## WORK INSTRUCTIONS:
a) List every number of people killed that the article on mass shootings gives.
b) Write the next part of the article on mass shootings, continuing from its final sentence.

## PASSAGE FOR REVIEW:

=== Begin Enclosure ===

MIAMI – America’s bloody tradition of gun violence has made headlines in the last couple of days.
Twenty people died in three mass shootings in California in as many days. Two people were killed, three injured, in a mass shooting in Chicago, Illinois.
Since the beginning of this week, starting January 22nd, there have been seven mass shootings in which a total of 13 people were killed and 33 people were injured.
Since the beginning of the year, there have been 40 mass shootings across the country, according to the Gun Violence Archive, putting 2023 on pace to have the most mass shootings at this point of any year on record.
A total of 73 people were killed in them and 165 people injured.
The Gun Violence Archive defines a mass shooting as one in which at least four people are shot, excluding the shooter.
The bipartisan gun safety bill signed into law last summer brought modest changes to the country’s gun legislation, but it didn’t touch assault rifles, the weapon of choice for many mass shooters.
On Monday, after the mass shootings in California President Joe Biden urged Congress to pass a pair of bills seeking to ban assault weapons and high-capacity magazines and raise the purchasing age to 21, imploring lawmakers to “act quickly.”
“The majority of the American people agree with this common sense action. There can be no greater responsibility than to do all we can to ensure the safety of our children, our communities, and our nation,” he said in a statement.

=== End Enclosure ===

## DATA EXCERPT:

=== Begin Enclosure ===

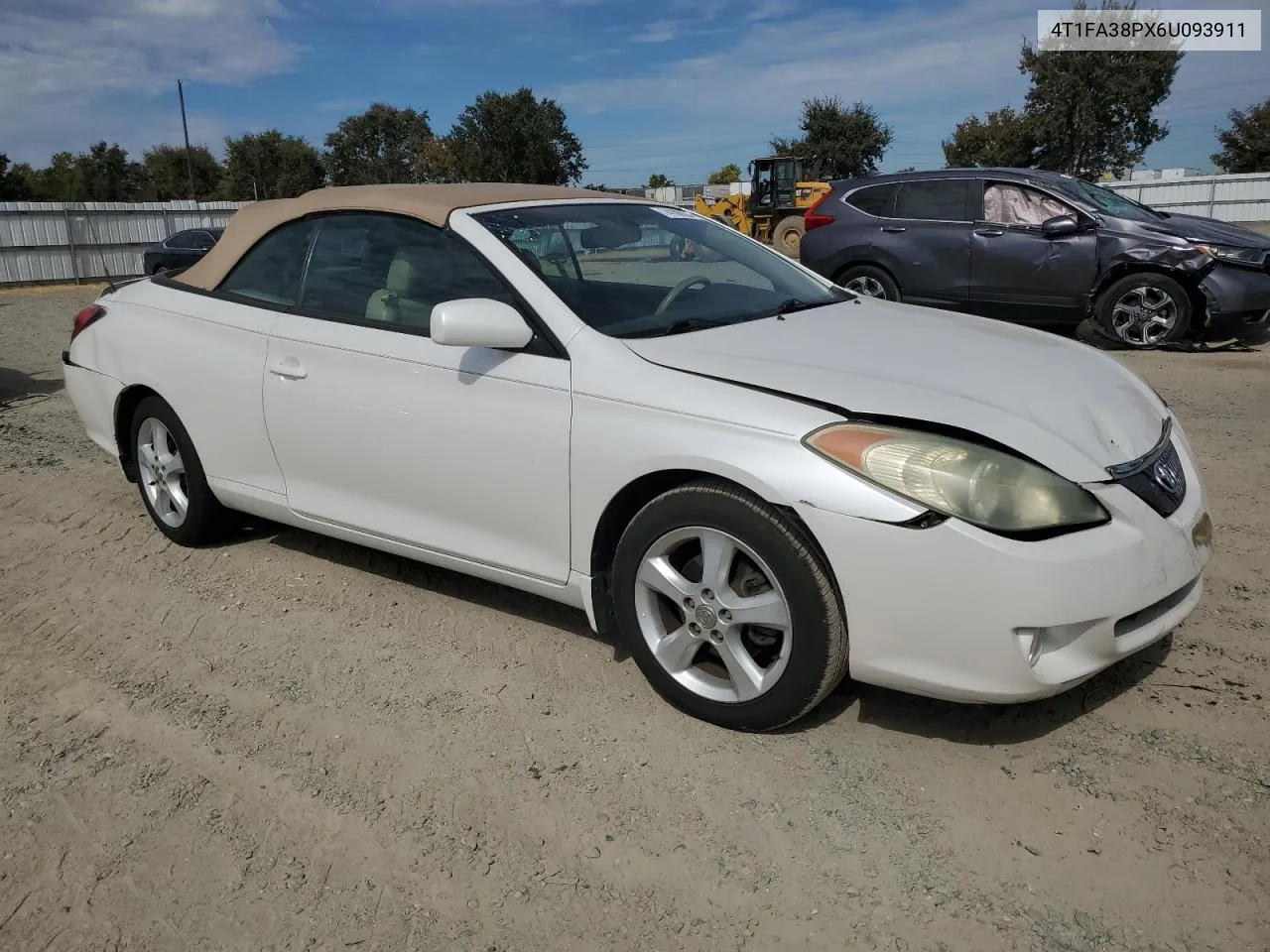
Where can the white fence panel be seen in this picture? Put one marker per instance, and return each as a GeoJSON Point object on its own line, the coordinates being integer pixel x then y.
{"type": "Point", "coordinates": [1234, 198]}
{"type": "Point", "coordinates": [46, 241]}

=== End Enclosure ===

## RESPONSE LIST:
a)
- Twenty
- Two
- 13
- 73

b)
Firearm injuries are now the leading cause of death among people younger than 24 in the United States, according to a study published in the December 2022 edition of Pediatrics, the journal of the American Academy of Pediatrics.
From 2015 through 2020, there were at least 2,070 unintentional shootings by children under 18 in the US, according to a report from Everytown. Those shootings resulted in 765 deaths and 1,366 injuries.
A study published late last year in JAMA Network Open analyzed firearm deaths over the past three decades — a total of more than 1 million lives lost since 1990.
The researchers found that firearm mortality rates increased for most demographic groups in recent years, but vast disparities persisted. The homicide rate among young Black men- 142 homicide deaths for every 100,000 Black men ages 20 to 24 – was nearly 10 times higher than the overall firearm death rate in the US in 2021.
About 45% of US adults say they live in a household with a gun, according to an October 2022 Gallup survey.